* **Set exercise**
Which lines of the entries below contain the word "colorful"? Return each one, and treat case as significant.

* **Data provided**
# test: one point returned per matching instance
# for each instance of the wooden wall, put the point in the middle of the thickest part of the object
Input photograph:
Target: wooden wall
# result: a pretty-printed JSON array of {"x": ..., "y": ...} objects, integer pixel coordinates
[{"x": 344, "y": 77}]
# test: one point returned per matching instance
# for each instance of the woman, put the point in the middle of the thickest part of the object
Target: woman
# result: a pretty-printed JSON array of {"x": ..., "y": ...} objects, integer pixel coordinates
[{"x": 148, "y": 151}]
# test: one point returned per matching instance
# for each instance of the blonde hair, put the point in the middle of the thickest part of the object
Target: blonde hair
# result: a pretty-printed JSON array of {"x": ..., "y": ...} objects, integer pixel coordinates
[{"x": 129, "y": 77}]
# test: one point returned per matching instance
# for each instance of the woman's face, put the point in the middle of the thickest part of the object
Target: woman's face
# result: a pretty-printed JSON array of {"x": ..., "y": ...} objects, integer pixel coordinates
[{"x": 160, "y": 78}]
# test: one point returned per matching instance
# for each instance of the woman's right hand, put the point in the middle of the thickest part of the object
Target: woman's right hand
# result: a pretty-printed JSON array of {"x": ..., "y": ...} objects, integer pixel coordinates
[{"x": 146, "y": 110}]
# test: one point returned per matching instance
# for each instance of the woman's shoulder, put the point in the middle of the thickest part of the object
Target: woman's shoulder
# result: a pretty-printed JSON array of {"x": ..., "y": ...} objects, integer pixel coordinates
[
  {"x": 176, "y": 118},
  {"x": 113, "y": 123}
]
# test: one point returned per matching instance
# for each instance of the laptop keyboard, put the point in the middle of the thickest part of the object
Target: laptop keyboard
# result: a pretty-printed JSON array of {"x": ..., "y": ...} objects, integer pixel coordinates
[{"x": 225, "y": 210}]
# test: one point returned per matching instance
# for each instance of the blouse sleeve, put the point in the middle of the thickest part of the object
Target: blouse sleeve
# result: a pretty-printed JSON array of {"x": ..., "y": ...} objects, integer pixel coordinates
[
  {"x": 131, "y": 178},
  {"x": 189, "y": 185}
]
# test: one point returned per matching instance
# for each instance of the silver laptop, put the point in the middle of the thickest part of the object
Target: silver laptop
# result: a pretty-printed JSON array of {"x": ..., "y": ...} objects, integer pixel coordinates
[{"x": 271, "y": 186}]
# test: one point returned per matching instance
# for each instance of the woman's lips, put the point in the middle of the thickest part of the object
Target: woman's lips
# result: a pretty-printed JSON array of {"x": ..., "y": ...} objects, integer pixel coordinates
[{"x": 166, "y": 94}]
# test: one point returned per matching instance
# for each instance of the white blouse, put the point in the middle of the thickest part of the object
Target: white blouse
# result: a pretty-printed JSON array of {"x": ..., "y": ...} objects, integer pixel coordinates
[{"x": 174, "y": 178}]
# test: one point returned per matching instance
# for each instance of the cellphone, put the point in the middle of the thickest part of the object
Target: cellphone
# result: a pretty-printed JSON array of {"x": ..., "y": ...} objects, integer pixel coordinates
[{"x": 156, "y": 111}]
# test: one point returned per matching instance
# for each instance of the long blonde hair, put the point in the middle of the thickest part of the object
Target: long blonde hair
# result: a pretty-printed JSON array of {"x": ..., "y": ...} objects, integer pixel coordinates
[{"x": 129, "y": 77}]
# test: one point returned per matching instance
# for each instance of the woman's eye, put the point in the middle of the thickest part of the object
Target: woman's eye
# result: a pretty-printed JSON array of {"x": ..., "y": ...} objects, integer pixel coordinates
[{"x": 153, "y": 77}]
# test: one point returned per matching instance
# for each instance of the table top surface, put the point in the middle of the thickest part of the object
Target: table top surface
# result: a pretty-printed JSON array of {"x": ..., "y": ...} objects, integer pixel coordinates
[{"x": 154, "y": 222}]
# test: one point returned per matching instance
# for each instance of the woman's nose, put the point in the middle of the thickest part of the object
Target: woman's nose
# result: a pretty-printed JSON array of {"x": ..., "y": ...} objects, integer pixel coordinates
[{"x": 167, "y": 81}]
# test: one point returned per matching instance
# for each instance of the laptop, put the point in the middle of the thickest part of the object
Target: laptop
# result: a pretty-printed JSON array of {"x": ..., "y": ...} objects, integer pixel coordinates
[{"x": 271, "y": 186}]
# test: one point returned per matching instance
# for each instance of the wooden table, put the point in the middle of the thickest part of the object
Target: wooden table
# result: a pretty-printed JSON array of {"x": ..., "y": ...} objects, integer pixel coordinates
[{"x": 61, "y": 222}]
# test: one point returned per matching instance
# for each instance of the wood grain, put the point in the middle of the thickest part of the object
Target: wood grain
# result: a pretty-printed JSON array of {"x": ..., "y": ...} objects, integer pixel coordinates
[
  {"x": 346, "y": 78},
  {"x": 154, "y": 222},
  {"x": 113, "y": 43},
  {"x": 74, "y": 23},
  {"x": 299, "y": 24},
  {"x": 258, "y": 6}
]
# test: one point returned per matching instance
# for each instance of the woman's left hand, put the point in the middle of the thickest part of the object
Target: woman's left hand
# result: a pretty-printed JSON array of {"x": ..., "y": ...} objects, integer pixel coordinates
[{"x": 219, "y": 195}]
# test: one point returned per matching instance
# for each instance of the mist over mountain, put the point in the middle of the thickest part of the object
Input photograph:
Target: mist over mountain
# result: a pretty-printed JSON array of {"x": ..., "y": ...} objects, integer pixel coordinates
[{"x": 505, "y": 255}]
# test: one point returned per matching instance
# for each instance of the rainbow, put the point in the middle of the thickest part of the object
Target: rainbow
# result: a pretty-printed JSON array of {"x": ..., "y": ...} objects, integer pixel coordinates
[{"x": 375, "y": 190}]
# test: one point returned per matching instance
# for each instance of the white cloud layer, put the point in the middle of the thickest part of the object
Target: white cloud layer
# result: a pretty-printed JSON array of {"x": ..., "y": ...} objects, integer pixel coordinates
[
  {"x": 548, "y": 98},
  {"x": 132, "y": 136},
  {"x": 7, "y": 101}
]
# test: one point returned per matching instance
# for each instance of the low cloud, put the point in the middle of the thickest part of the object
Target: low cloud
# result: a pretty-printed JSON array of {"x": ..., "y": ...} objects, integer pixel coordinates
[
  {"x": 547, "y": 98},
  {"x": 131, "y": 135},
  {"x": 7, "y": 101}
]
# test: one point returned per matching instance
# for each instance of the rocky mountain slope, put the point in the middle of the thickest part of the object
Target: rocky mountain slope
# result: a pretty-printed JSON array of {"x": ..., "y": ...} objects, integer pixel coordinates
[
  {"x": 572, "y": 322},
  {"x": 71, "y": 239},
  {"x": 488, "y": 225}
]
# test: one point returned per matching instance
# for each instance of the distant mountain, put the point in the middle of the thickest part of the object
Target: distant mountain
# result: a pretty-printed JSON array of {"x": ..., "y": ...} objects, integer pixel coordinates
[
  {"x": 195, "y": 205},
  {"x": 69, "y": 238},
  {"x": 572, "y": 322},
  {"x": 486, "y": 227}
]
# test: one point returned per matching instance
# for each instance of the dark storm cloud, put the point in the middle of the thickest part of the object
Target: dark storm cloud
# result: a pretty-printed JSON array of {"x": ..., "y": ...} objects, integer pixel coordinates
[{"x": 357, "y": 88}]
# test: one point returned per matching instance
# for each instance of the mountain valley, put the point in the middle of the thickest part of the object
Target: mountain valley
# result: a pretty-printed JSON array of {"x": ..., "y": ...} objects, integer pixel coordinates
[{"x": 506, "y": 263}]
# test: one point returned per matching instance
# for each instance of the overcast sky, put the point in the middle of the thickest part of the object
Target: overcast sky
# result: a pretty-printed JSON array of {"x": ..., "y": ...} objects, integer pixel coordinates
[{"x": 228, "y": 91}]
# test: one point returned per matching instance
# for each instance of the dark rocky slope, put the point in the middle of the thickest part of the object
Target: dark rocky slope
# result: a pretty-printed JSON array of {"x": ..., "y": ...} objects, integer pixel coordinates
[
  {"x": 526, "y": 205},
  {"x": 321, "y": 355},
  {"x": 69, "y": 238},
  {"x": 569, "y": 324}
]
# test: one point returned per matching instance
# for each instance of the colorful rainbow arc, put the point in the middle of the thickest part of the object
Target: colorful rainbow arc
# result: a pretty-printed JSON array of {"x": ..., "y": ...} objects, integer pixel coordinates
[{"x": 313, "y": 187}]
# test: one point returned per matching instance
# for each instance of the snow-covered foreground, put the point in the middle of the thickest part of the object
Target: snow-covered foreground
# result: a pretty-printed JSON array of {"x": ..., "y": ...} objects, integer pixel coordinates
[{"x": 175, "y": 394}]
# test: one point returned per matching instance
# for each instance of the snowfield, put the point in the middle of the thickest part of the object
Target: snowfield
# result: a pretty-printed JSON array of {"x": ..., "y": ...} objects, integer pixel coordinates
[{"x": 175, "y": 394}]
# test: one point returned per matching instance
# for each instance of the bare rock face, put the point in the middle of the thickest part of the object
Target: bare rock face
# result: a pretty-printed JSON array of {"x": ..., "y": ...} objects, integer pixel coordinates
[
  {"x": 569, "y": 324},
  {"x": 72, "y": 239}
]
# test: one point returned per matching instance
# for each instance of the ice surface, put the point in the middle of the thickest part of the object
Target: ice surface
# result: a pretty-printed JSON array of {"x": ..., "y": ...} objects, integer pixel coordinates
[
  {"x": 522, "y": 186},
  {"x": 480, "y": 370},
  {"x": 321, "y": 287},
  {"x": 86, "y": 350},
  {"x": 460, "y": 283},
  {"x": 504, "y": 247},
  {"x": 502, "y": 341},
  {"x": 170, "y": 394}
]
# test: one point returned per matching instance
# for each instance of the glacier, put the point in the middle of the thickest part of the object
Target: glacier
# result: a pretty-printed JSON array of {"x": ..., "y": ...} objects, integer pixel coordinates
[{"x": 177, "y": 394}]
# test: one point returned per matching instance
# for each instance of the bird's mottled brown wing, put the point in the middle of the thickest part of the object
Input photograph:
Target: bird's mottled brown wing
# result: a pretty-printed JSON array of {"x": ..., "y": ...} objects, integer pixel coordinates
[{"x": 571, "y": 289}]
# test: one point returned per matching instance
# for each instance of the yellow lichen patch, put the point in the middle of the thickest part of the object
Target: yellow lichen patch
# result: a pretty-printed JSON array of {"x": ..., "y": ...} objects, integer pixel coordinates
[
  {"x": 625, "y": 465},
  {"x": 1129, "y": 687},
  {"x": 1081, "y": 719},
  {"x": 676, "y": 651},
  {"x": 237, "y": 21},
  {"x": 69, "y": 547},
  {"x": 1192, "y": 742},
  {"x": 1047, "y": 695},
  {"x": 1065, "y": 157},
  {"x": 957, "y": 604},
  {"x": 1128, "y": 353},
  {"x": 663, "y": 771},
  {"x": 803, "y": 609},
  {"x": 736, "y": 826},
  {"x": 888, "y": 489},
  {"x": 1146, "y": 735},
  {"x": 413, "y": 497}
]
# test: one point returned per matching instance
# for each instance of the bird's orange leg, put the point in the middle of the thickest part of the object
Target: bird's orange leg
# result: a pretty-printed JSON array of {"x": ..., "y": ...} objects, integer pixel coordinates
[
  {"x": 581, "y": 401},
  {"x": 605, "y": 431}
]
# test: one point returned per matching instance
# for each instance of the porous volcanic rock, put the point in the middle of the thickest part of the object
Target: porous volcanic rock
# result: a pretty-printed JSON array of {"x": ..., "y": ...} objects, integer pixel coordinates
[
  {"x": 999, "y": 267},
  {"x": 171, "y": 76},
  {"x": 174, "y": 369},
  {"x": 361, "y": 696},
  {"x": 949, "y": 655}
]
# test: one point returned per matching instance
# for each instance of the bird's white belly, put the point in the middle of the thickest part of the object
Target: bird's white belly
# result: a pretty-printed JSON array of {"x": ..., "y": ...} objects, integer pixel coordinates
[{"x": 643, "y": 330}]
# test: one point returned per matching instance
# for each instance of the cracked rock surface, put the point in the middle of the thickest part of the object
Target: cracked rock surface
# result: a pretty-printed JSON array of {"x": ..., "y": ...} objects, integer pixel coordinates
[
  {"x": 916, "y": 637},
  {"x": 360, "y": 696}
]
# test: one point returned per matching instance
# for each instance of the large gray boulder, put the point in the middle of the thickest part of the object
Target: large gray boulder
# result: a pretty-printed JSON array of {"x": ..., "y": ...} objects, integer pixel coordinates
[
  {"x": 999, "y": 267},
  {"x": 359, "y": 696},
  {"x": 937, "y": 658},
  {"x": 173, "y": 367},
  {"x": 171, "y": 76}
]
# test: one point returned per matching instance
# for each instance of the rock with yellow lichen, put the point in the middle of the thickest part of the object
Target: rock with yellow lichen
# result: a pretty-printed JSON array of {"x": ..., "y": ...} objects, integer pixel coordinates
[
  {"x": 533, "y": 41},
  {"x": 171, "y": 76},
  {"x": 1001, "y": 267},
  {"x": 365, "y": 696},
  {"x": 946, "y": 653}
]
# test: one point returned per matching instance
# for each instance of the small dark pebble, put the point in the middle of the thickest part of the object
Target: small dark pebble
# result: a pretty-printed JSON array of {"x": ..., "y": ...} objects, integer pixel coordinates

* **Problem solution**
# for each instance of the colorful rainbow arc, put the point in the middle of the thickest part of the object
Target: colorful rainbow arc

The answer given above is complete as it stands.